# ACTIVITY:
Pull every line holding the word "mountains" from the data below and copy it.

Stored data entries:

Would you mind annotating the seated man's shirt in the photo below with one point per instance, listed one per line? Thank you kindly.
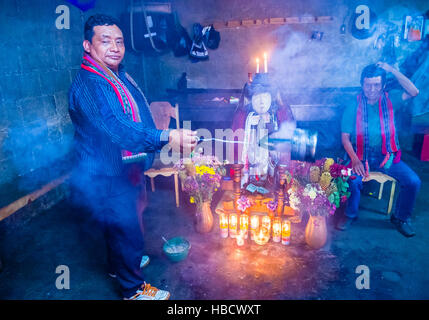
(348, 121)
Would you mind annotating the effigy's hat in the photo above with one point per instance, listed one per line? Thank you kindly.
(261, 83)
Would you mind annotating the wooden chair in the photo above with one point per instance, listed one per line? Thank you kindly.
(162, 112)
(382, 178)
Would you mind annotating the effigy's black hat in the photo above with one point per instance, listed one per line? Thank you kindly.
(261, 83)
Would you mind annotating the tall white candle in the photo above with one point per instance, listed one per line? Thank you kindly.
(265, 63)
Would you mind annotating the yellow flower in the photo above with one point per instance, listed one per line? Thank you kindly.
(327, 165)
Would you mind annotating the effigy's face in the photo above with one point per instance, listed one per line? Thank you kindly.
(261, 102)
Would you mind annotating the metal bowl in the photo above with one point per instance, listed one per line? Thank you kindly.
(177, 249)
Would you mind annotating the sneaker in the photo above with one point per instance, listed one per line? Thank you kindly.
(404, 227)
(344, 223)
(150, 293)
(144, 262)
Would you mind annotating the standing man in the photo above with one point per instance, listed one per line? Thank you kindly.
(115, 137)
(369, 136)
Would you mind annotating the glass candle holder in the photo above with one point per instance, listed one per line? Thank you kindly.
(244, 225)
(223, 225)
(233, 224)
(277, 229)
(266, 223)
(254, 225)
(286, 232)
(240, 238)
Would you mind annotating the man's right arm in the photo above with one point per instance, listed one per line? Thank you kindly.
(347, 125)
(100, 105)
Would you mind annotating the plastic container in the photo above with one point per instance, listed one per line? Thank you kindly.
(177, 249)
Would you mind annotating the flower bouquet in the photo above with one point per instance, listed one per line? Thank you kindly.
(318, 188)
(243, 204)
(201, 178)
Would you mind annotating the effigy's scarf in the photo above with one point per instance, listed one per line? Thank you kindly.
(390, 145)
(127, 101)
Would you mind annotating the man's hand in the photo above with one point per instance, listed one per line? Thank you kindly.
(183, 140)
(358, 167)
(385, 66)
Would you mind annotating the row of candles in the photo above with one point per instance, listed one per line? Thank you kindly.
(237, 226)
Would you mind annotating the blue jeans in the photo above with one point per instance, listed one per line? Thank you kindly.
(409, 187)
(115, 205)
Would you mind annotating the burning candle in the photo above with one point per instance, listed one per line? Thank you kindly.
(265, 63)
(286, 232)
(262, 236)
(233, 225)
(254, 224)
(244, 224)
(223, 224)
(240, 238)
(277, 229)
(266, 223)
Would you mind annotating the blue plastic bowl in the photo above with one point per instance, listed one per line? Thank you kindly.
(177, 249)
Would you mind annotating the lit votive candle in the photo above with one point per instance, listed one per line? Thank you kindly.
(233, 224)
(223, 224)
(254, 224)
(266, 223)
(244, 224)
(277, 229)
(262, 237)
(286, 232)
(240, 238)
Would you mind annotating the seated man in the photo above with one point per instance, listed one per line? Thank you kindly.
(371, 125)
(260, 113)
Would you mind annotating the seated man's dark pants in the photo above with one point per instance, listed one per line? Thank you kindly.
(409, 184)
(116, 206)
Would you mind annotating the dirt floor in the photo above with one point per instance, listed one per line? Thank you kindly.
(216, 268)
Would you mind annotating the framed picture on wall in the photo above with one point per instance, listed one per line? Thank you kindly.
(414, 28)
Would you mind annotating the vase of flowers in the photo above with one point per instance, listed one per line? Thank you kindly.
(272, 208)
(201, 178)
(203, 221)
(315, 232)
(319, 207)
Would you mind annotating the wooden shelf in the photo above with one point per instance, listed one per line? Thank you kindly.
(251, 23)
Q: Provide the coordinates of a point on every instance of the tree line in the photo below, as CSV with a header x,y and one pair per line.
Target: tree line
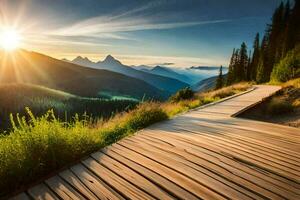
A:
x,y
276,56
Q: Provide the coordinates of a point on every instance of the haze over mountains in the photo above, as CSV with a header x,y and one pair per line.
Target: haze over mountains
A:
x,y
38,69
183,76
167,84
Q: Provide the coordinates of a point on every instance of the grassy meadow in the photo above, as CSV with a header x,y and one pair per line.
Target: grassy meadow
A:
x,y
15,97
36,146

# SOLUTION TO THE EXERCISE:
Q: Provide the coordinates of a point on every instance of the haze over mountains in the photo above, as CSV with a header x,y and one pair per line.
Target: haze over mountains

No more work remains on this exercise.